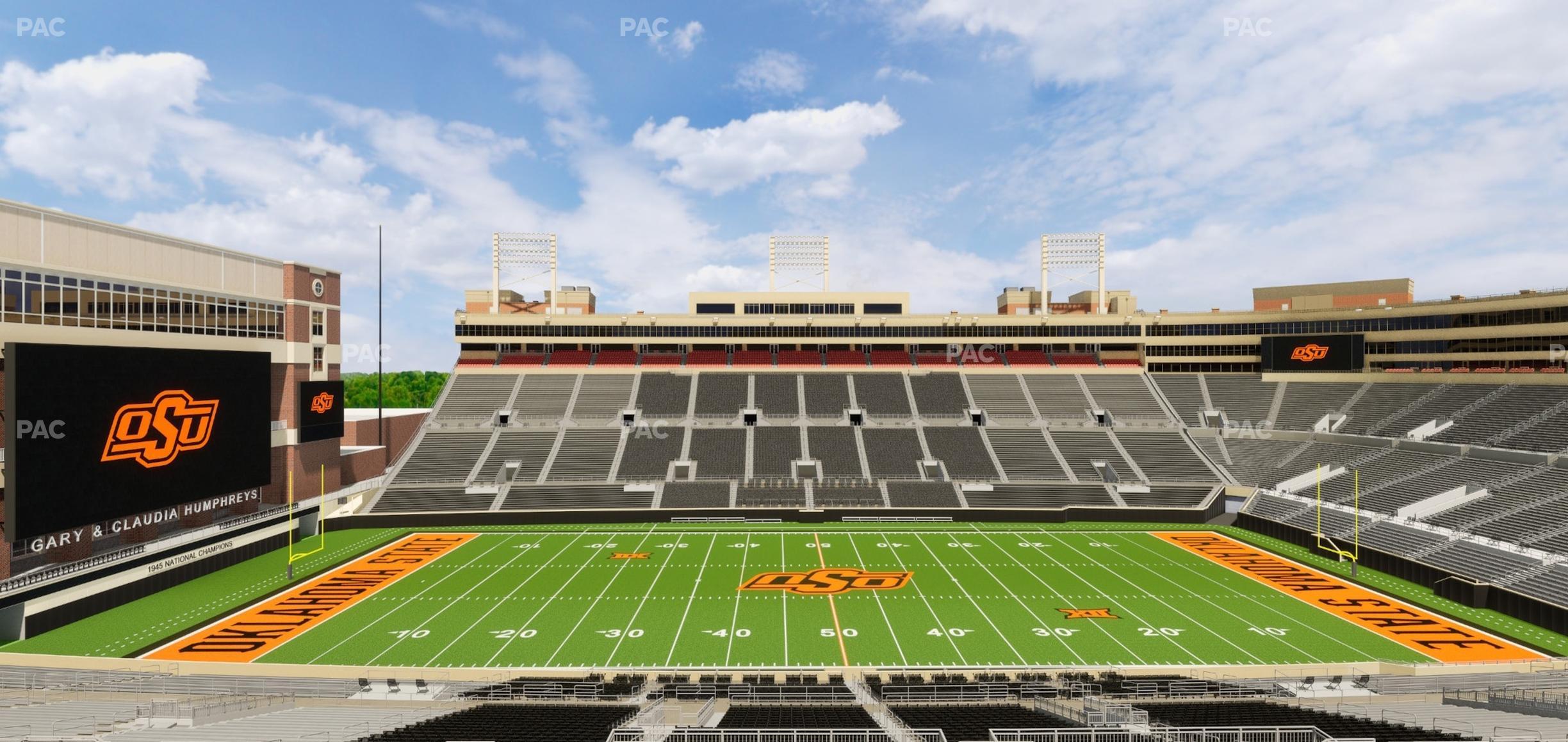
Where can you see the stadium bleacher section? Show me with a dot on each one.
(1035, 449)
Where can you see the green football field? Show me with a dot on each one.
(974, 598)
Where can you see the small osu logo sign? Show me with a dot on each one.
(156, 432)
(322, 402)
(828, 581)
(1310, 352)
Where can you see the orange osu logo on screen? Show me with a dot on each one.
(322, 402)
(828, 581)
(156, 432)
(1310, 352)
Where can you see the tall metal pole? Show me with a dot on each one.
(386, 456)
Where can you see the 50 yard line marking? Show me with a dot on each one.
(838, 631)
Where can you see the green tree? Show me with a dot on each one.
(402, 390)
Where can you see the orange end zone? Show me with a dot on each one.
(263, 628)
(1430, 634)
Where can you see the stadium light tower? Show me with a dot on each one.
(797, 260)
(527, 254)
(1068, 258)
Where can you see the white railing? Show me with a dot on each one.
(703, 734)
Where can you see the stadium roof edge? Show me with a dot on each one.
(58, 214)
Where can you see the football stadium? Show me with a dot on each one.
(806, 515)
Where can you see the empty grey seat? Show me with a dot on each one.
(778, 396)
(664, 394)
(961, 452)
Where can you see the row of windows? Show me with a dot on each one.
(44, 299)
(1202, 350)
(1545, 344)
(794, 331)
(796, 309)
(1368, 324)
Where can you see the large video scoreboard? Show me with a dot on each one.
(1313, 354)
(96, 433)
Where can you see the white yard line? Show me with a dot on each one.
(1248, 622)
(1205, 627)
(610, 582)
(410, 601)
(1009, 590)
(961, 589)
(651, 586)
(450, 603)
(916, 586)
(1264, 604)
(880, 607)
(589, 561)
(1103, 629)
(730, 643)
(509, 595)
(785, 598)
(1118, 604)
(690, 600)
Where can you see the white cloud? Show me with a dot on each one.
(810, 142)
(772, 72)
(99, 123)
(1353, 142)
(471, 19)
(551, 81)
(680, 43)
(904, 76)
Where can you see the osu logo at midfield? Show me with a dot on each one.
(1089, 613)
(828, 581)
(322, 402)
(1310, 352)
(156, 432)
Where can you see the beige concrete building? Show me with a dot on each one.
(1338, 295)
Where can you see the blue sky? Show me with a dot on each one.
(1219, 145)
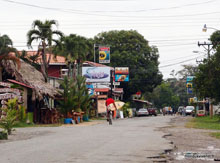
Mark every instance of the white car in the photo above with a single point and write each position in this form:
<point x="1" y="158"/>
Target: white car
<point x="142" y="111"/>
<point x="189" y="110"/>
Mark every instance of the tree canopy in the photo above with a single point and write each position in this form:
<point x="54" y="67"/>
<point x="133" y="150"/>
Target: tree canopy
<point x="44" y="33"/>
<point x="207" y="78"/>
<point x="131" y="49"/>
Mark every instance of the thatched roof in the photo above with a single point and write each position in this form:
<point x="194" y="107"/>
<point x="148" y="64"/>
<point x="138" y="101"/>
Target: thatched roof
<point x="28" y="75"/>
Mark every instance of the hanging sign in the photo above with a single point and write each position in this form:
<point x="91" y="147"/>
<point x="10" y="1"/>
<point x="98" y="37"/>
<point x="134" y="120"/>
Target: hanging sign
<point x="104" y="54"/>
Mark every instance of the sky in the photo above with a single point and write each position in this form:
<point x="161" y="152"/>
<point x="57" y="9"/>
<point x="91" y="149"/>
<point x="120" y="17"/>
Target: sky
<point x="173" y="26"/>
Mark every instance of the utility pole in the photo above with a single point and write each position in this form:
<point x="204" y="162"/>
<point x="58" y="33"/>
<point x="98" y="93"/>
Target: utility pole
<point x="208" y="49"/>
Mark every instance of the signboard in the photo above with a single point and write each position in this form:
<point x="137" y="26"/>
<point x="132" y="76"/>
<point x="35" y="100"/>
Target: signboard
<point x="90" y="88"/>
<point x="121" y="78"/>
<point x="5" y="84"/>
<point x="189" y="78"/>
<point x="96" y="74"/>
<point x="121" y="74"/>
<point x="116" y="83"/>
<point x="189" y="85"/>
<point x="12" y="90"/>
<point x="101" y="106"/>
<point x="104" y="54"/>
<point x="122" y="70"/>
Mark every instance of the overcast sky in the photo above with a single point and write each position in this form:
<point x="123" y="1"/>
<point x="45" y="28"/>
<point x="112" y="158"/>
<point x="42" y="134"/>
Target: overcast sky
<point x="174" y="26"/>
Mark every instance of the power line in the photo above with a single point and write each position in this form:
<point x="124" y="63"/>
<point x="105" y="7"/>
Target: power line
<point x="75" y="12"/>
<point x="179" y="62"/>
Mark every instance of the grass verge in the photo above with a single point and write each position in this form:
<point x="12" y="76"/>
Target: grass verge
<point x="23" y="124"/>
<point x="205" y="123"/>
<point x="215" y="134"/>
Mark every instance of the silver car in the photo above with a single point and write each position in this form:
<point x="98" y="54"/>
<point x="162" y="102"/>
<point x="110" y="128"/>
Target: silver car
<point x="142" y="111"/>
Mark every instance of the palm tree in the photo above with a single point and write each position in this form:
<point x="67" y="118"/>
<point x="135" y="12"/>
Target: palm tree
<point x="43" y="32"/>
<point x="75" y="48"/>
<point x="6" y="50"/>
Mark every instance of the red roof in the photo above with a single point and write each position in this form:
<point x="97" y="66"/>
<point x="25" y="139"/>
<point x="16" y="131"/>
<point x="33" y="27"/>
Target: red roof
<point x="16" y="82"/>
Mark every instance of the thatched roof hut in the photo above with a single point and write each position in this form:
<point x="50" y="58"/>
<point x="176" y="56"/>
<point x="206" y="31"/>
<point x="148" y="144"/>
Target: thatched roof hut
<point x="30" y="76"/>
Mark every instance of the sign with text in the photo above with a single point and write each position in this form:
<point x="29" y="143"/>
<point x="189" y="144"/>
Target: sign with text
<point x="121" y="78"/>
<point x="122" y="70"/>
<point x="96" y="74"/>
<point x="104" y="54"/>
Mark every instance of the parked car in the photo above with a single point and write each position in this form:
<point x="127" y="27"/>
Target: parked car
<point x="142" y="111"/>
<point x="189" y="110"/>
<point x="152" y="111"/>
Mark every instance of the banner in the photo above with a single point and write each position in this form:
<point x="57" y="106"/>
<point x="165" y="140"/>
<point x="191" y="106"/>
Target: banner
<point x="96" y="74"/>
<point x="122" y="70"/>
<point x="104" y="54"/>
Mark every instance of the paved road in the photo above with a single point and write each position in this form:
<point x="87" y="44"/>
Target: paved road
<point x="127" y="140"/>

* * *

### Task instructions
Reproduce every record above word for word. Leave the pictures out.

### Response area
Where can you see the stadium bleacher section? Show me with a dot on each one.
(1035, 449)
Where can you see the green football field? Show me with a dot on each one.
(974, 598)
Where can you see the small osu logo sign? Show me with a dot on each one.
(156, 432)
(322, 402)
(828, 581)
(1310, 352)
Where can you see the orange osu logo on screen? Show me with a dot on each one.
(322, 402)
(828, 581)
(156, 432)
(1310, 352)
Where can you see the tall metal pole? Show me with a dot on each one.
(386, 456)
Where can you see the 50 yard line marking? Show me with a dot on each one.
(838, 631)
Where can you see the green tree? Show me with a dot on each one.
(402, 390)
Where can you see the orange end zone? Show me with a dot on each one.
(263, 628)
(1430, 634)
Where can you see the stadium light tower? Show me with a dot on each one.
(797, 260)
(527, 254)
(1068, 258)
Where can you see the white railing? Show me with a dot on each one.
(703, 734)
Where can you see the stadium roof edge? Show me with a dot on each one.
(58, 214)
Where can you see the football stadium? Show me with a dot on each one.
(806, 515)
Where can you see the empty grey seat? Show me with a dot on each one.
(778, 396)
(664, 394)
(961, 452)
Where can you see the row of windows? Show me with a dot on each one.
(44, 299)
(1202, 350)
(1545, 344)
(794, 331)
(796, 309)
(1368, 324)
Where can you see the large video scoreboard? Show me with a dot on each one.
(1313, 354)
(96, 433)
Where can you see the white yard line? Show me with a dot on each one.
(1248, 622)
(1205, 627)
(610, 582)
(410, 601)
(1009, 590)
(961, 589)
(651, 586)
(450, 603)
(916, 586)
(1264, 604)
(880, 607)
(589, 561)
(1103, 629)
(730, 643)
(509, 595)
(785, 598)
(1118, 604)
(690, 600)
Where can you see the white cloud? Show me with a dot on each one.
(810, 142)
(772, 72)
(99, 123)
(1353, 142)
(471, 19)
(551, 81)
(680, 43)
(904, 76)
Where can you see the osu logo at midfield? Show me with a dot on each one.
(1089, 613)
(828, 581)
(322, 402)
(1310, 352)
(156, 432)
Where can you see the beige concrete building? Show me with a dot on each one.
(1338, 295)
Where can you see the blue sky? Show me with a dot on each one.
(1219, 145)
Mark every instance of the white car in the photo above with a single point and write each position in this form:
<point x="1" y="158"/>
Target: white car
<point x="142" y="111"/>
<point x="189" y="110"/>
Mark every instance of the tree canopy in the photo above with a single point and write each position in this form:
<point x="54" y="67"/>
<point x="133" y="150"/>
Target: tree canopy
<point x="44" y="33"/>
<point x="207" y="78"/>
<point x="131" y="49"/>
Mark every instance of the thatched roof in the photo above with a single point and write each position in this form:
<point x="194" y="107"/>
<point x="148" y="64"/>
<point x="138" y="101"/>
Target: thatched roof
<point x="28" y="75"/>
Mark every instance of the hanging sign in the photo above with a single point and write each position in this form:
<point x="91" y="147"/>
<point x="10" y="1"/>
<point x="98" y="37"/>
<point x="134" y="120"/>
Target: hanging sign
<point x="104" y="54"/>
Mark every instance of the sky in the photo above with a single point and write each position in this form:
<point x="161" y="152"/>
<point x="57" y="9"/>
<point x="91" y="149"/>
<point x="120" y="17"/>
Target: sky
<point x="173" y="26"/>
Mark every instance of the utility pole in the photo above with a single point and write each position in this form:
<point x="204" y="162"/>
<point x="58" y="33"/>
<point x="98" y="93"/>
Target: utility pole
<point x="208" y="49"/>
Mark every instance of the signboard in the photo above with a single point and write each position in this form:
<point x="137" y="26"/>
<point x="132" y="76"/>
<point x="35" y="100"/>
Target: signboard
<point x="90" y="88"/>
<point x="121" y="78"/>
<point x="5" y="84"/>
<point x="189" y="78"/>
<point x="96" y="74"/>
<point x="121" y="74"/>
<point x="116" y="83"/>
<point x="189" y="85"/>
<point x="12" y="90"/>
<point x="101" y="106"/>
<point x="104" y="54"/>
<point x="122" y="70"/>
Mark every instance of the overcast sky in the photo above with a single point and write each position in this form:
<point x="123" y="1"/>
<point x="45" y="28"/>
<point x="112" y="158"/>
<point x="42" y="134"/>
Target: overcast sky
<point x="174" y="26"/>
Mark every instance of the power line in the photo above with a single point and write each position in this form:
<point x="124" y="63"/>
<point x="105" y="7"/>
Target: power line
<point x="75" y="12"/>
<point x="179" y="62"/>
Mark every instance of the grass verge in the photo above with a single point and write each position in this form:
<point x="12" y="76"/>
Target: grass verge
<point x="23" y="124"/>
<point x="205" y="123"/>
<point x="215" y="134"/>
Mark every instance of the silver car in the photo above with a single point and write each position in this form:
<point x="98" y="54"/>
<point x="162" y="102"/>
<point x="110" y="128"/>
Target: silver car
<point x="142" y="111"/>
Mark every instance of the palm tree in the photo above with a single point and write each position in this form:
<point x="67" y="118"/>
<point x="135" y="12"/>
Target: palm tree
<point x="43" y="32"/>
<point x="75" y="48"/>
<point x="6" y="50"/>
Mark every instance of the red roof in the photo above with a single point and write each position in this form:
<point x="97" y="66"/>
<point x="25" y="139"/>
<point x="16" y="131"/>
<point x="33" y="27"/>
Target: red roof
<point x="16" y="82"/>
Mark every instance of the thatched roof hut in the photo above with a single point and write each position in this form:
<point x="50" y="58"/>
<point x="176" y="56"/>
<point x="206" y="31"/>
<point x="148" y="144"/>
Target: thatched roof hut
<point x="30" y="76"/>
Mark every instance of the sign with text in the photo above with a single point and write each position in this form:
<point x="29" y="143"/>
<point x="189" y="144"/>
Target: sign with text
<point x="121" y="78"/>
<point x="122" y="70"/>
<point x="96" y="74"/>
<point x="104" y="54"/>
Mark every instance of the parked car in the photo above with a single point and write each position in this form:
<point x="127" y="27"/>
Target: parked car
<point x="142" y="111"/>
<point x="189" y="110"/>
<point x="152" y="111"/>
Mark every instance of the banner in the photo above with a single point and write each position in this form:
<point x="57" y="106"/>
<point x="165" y="140"/>
<point x="191" y="106"/>
Target: banner
<point x="96" y="74"/>
<point x="122" y="70"/>
<point x="104" y="54"/>
Mark every instance of the paved road in the photo above with a single point and write each position in this form:
<point x="87" y="44"/>
Target: paved road
<point x="127" y="140"/>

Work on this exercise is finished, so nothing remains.